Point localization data
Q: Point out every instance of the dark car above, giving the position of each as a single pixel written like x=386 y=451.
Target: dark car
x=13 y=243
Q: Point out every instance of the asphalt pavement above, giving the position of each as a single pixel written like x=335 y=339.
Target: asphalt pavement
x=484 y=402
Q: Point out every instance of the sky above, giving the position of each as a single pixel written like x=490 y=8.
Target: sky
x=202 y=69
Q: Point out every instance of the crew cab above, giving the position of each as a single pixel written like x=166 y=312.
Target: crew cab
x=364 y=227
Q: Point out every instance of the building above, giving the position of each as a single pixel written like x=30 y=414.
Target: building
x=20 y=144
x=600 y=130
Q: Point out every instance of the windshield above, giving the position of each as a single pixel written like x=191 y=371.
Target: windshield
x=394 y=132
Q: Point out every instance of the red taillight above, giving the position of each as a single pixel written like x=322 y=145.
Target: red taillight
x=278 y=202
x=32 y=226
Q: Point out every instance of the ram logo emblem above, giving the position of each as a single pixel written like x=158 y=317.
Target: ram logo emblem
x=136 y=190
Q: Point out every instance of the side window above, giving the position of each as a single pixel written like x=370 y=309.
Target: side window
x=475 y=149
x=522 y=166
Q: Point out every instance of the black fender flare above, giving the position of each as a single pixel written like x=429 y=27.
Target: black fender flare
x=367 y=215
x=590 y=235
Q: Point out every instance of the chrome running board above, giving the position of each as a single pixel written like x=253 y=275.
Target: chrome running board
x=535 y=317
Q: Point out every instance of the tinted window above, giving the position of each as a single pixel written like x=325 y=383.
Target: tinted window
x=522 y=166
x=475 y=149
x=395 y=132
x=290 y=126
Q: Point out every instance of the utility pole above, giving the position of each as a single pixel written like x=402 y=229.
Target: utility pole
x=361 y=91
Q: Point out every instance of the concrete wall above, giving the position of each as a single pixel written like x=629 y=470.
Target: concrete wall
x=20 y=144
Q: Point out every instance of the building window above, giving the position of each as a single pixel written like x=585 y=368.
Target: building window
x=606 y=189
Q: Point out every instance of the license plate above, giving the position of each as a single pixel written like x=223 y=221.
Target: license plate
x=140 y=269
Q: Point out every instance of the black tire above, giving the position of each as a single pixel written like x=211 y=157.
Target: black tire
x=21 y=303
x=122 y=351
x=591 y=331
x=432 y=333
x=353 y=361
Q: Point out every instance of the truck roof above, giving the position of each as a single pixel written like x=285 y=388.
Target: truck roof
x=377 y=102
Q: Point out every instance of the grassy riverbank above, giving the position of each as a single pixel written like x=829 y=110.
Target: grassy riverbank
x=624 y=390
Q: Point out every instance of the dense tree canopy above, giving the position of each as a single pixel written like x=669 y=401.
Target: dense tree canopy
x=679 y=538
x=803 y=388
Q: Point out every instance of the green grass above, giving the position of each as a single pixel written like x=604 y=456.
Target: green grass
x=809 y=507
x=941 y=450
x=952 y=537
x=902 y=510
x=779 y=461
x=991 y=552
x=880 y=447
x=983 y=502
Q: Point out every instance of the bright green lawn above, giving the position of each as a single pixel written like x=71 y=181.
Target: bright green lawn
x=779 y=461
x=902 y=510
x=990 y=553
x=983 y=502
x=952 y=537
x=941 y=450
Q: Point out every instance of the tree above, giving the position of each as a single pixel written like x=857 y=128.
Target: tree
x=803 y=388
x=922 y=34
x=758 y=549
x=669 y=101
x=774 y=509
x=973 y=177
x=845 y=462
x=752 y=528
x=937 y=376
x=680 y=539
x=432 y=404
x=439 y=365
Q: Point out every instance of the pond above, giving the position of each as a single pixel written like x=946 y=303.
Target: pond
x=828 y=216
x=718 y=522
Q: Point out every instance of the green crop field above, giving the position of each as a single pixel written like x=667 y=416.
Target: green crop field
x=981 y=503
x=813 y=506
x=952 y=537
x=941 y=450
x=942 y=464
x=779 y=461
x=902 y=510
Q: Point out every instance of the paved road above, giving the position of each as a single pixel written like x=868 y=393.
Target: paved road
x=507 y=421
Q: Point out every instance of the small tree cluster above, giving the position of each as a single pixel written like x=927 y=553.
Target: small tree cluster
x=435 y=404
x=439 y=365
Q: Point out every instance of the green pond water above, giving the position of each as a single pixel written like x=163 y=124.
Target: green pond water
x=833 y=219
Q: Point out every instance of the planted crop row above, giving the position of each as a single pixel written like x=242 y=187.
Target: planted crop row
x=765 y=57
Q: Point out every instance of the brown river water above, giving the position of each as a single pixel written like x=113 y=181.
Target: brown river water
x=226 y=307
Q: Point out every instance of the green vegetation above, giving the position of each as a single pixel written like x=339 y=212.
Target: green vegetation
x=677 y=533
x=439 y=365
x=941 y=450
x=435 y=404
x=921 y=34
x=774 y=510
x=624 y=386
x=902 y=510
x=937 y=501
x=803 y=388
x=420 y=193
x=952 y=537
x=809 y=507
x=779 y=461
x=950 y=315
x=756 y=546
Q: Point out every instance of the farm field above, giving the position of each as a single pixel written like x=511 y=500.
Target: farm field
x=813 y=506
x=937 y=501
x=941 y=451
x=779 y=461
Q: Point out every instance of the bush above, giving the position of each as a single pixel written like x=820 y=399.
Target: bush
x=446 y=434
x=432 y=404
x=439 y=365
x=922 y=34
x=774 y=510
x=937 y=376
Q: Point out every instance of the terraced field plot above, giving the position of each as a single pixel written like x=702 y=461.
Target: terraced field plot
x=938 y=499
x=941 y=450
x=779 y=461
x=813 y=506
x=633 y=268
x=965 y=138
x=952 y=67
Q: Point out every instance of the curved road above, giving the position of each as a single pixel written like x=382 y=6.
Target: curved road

EXERCISE DESCRIPTION ▸ Copy all lines above where "curved" is present.

COMPLETED TASK ▸
Q: Point out every instance of the curved road above, giving the position of each as a single pixel written like x=382 y=6.
Target: curved road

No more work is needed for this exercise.